─── Material provided ───

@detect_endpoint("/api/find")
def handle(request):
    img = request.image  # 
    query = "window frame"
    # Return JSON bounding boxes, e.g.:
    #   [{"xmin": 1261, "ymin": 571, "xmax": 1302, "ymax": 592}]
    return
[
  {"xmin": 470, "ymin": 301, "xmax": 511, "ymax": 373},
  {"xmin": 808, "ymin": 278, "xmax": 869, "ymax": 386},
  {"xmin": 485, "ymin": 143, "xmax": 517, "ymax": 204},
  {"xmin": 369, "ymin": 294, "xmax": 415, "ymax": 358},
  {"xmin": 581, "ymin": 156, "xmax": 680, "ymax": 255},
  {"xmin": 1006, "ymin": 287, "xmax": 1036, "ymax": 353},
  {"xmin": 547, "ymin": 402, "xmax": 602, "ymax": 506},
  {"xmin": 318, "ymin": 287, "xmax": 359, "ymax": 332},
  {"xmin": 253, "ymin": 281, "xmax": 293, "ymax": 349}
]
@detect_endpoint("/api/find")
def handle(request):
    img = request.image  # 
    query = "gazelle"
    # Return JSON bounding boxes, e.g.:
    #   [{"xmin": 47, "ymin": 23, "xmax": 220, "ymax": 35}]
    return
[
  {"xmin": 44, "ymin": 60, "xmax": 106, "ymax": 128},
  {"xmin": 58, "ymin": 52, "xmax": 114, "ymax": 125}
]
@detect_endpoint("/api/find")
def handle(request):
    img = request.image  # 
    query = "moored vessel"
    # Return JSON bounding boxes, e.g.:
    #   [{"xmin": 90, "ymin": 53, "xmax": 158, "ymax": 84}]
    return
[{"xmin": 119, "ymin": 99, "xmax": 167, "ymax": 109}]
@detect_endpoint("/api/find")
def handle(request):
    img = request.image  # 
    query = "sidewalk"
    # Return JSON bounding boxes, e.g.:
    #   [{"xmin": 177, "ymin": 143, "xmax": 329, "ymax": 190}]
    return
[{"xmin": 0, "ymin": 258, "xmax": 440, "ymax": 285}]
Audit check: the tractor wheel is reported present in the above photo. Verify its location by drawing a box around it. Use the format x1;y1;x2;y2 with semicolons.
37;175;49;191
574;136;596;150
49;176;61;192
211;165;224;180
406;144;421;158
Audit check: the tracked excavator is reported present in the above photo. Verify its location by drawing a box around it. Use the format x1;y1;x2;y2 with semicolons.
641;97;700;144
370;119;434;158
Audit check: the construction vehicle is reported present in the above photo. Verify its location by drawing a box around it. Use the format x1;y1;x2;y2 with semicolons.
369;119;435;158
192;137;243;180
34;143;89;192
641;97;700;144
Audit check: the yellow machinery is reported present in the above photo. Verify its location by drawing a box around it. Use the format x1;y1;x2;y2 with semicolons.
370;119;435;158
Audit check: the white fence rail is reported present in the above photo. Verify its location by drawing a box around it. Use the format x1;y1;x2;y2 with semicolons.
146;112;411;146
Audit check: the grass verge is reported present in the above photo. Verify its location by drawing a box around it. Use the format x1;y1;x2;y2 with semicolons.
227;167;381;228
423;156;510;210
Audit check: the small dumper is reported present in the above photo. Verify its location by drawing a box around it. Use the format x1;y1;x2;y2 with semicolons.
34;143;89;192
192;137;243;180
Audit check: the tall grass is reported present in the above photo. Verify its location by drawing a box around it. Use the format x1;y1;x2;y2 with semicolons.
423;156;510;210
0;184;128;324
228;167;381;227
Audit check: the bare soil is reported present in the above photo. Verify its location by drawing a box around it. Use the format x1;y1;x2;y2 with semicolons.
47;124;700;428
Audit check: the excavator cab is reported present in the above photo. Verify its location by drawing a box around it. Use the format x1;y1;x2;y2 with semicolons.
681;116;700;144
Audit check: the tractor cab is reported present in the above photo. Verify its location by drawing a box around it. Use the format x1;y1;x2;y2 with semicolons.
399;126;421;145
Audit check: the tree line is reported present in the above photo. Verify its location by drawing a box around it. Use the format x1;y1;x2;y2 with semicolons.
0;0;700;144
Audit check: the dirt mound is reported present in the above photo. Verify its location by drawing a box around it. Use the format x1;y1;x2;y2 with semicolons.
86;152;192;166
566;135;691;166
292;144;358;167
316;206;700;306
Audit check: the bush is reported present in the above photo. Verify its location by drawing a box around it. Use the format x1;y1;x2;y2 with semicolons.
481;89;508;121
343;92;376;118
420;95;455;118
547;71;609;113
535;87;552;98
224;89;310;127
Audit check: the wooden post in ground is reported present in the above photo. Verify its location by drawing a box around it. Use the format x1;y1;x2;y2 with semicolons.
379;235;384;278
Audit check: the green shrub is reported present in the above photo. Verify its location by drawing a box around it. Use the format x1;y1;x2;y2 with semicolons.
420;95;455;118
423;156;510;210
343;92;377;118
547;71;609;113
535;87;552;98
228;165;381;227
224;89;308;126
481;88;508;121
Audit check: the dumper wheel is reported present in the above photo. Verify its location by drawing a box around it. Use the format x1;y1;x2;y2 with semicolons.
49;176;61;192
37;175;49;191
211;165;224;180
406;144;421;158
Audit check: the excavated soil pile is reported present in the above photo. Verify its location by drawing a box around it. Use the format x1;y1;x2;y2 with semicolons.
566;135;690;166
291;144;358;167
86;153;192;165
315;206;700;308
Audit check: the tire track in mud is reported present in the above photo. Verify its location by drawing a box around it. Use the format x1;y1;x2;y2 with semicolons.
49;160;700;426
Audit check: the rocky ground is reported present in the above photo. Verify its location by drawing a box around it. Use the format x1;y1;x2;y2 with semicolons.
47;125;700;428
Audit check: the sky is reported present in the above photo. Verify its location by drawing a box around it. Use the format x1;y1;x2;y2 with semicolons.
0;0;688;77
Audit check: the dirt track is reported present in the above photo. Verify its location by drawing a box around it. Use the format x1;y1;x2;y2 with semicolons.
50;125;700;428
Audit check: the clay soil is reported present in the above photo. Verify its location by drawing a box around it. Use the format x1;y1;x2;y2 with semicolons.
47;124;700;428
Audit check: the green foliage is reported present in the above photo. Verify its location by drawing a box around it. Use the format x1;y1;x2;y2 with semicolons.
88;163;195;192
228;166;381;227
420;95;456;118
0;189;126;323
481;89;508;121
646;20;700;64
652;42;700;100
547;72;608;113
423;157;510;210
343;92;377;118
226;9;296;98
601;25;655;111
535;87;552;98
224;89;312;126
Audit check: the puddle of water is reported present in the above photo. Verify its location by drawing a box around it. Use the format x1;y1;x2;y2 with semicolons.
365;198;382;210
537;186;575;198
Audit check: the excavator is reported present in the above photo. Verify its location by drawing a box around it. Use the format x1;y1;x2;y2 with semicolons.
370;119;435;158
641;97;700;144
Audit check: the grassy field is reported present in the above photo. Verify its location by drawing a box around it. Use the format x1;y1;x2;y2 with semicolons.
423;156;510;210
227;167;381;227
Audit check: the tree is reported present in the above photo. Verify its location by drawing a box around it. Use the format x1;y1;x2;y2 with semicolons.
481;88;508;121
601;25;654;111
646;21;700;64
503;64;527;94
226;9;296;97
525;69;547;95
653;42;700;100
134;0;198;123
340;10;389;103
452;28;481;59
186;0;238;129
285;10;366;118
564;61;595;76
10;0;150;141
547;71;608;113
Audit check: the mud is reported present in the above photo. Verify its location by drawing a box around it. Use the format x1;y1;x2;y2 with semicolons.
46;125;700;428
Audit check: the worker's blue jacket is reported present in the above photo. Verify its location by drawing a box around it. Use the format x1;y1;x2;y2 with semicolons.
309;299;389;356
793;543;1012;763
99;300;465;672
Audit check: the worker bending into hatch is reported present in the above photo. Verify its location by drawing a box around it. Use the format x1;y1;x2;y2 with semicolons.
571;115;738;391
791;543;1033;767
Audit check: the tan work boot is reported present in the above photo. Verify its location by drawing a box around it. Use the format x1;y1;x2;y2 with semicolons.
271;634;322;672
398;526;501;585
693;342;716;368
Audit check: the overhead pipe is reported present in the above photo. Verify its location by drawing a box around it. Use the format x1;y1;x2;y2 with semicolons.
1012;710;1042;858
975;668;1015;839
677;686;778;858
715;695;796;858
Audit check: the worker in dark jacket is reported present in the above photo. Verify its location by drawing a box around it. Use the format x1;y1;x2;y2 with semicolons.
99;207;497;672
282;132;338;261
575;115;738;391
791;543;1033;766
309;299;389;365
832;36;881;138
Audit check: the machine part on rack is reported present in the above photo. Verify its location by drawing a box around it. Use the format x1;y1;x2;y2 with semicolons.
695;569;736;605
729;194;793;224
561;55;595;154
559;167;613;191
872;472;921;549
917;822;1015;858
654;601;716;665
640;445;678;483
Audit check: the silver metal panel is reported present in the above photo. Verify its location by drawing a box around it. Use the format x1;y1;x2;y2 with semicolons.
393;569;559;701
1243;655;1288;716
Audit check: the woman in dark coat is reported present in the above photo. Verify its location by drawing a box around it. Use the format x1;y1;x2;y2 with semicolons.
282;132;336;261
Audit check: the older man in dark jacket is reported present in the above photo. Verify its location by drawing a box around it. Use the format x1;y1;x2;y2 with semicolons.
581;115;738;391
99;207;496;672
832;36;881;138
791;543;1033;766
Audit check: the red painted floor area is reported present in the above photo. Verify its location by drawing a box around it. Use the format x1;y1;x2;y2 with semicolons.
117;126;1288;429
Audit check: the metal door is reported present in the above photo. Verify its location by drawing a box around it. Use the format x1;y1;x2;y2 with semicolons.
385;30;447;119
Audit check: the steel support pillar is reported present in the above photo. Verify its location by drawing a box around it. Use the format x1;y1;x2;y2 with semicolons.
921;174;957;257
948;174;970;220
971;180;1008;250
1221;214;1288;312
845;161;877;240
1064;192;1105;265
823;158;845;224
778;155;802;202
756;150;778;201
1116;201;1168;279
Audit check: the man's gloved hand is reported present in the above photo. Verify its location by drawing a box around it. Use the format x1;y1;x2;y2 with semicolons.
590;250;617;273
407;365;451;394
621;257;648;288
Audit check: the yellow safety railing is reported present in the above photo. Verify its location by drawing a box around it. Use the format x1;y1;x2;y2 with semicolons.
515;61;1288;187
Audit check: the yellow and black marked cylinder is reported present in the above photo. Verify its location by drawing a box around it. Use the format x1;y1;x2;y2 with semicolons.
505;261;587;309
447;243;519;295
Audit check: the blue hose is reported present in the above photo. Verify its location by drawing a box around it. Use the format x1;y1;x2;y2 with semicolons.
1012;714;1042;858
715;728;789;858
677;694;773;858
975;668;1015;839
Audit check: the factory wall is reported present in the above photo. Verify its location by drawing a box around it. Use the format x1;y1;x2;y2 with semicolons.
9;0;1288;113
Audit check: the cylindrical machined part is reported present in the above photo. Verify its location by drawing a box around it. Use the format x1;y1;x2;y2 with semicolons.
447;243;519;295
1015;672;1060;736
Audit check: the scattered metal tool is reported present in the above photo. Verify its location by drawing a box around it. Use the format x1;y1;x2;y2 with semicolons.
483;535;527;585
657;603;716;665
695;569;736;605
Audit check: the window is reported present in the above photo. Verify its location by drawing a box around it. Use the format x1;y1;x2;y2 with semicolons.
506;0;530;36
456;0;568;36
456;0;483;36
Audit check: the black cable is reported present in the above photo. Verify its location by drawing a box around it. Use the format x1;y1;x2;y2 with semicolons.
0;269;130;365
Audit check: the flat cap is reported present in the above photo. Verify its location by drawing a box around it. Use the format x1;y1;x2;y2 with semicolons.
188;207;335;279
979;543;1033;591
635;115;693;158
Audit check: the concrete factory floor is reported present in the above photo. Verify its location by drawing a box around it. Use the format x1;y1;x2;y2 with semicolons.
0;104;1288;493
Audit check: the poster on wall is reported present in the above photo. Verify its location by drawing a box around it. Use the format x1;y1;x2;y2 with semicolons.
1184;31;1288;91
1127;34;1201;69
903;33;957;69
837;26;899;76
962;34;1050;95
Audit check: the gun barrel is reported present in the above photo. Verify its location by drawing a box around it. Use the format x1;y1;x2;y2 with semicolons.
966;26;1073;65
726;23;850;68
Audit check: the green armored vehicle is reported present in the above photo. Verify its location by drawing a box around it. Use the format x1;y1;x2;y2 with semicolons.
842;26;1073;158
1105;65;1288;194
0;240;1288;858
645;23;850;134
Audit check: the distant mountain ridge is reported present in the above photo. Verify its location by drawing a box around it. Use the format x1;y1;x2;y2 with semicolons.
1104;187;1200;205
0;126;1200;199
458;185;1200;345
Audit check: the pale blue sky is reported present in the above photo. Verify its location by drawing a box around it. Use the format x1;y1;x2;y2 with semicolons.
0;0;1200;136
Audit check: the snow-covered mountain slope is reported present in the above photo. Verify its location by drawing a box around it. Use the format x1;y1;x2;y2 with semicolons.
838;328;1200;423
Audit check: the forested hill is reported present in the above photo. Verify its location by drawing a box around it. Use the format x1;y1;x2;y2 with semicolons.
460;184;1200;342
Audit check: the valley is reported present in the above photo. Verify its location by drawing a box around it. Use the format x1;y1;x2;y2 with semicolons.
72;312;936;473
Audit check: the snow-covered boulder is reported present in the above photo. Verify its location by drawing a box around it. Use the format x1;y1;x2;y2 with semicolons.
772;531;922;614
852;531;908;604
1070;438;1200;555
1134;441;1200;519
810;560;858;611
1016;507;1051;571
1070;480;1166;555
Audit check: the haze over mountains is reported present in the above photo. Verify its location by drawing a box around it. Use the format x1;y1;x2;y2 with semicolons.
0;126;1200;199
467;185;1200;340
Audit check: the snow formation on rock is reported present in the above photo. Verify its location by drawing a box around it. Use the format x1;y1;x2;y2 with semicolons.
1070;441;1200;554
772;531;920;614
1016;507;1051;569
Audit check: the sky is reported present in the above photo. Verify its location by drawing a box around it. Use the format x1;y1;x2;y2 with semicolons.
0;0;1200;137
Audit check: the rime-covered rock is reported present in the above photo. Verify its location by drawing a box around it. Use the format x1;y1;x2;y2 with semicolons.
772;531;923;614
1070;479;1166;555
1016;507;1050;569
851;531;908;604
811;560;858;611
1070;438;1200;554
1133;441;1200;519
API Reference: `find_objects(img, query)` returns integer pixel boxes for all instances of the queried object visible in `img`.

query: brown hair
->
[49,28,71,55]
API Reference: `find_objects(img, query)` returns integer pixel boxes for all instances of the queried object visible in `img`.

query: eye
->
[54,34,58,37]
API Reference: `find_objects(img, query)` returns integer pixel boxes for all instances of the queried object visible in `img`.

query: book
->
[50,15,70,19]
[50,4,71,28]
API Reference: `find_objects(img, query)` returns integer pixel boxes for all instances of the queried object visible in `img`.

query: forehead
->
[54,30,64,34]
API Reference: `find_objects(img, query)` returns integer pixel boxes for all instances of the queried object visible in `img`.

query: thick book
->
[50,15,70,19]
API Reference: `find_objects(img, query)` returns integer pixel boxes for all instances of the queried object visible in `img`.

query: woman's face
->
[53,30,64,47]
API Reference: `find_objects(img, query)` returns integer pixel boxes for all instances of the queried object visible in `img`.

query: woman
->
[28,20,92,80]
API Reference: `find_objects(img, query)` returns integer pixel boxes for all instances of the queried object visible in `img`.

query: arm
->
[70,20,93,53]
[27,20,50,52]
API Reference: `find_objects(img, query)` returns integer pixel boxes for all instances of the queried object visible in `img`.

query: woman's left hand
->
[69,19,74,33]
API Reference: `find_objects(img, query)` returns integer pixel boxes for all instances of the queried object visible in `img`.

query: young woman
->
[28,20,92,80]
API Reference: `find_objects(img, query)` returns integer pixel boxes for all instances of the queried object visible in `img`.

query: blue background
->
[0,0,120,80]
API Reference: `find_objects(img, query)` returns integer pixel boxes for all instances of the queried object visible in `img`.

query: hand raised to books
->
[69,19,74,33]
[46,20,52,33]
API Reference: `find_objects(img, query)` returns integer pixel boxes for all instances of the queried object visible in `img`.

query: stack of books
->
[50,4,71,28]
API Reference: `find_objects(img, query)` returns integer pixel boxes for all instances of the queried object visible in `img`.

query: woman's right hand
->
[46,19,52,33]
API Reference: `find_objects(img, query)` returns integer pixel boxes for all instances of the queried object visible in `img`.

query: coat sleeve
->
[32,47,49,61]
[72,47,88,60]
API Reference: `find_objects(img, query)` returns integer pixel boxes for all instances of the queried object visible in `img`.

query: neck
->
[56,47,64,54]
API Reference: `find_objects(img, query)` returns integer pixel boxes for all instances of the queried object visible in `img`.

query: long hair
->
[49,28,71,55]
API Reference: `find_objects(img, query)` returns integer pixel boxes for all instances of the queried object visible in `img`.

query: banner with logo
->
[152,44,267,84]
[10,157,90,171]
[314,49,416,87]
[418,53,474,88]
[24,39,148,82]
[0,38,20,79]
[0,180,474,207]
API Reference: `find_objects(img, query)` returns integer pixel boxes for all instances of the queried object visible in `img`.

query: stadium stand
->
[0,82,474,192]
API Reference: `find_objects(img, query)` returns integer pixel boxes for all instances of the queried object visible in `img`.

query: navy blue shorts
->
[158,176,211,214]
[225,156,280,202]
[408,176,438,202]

───

Problem to solve -> Copy out the listing from the line containing "Audit check: the worker's" through the line containing "1243;655;1288;716", both included, with each request left as it is and every box coordinate in the answers shifted up by 30.

The response ->
Audit check: the worker's blue jacket is reported present in the above photo. Verify its location by drawing a box around it. Use the format x1;y1;x2;y2 with semicolons.
339;329;419;386
823;573;1042;793
129;330;495;702
Audit check: the worker bending into hatch is reported present in the above photo. Verify its location by drawing a box around it. Use the format x1;y1;x2;y2 with semicolons.
601;145;768;421
821;573;1063;797
Audit check: the tan work boot is reported present in the above photo. Verify its location by drawing a box around it. Use the format x1;y1;x2;y2 with semicolons.
301;664;352;702
428;556;531;615
723;372;746;398
Audit check: the overhead pipe is reported present in the above photo. Verify its location by drawing a box around it. Use the format x1;y1;x2;y2 with semicolons.
1042;740;1072;888
1005;698;1045;869
707;716;808;888
745;725;826;888
Audit check: the worker in dark jacket is reported present in the above photo. Verify its location by drawing a box around it. Use the format x1;y1;x2;y2 with semicolons.
129;237;527;702
312;162;368;291
605;145;768;421
821;573;1063;796
339;329;419;395
862;66;911;168
Audit check: the machine part on rack is reported present in the above photo. Verify its location by drawing a box around it. Use the format x1;y1;x2;y2 with semicolons.
725;599;766;635
759;224;823;254
591;85;625;184
589;197;643;221
902;502;951;579
947;852;1045;888
684;631;746;695
670;475;708;513
Audit check: the silver metal panel is reported present in the above photo. Verify its location by drawing a box around it. Use the format x1;y1;x2;y2 with semicolons.
423;599;589;731
1273;685;1318;746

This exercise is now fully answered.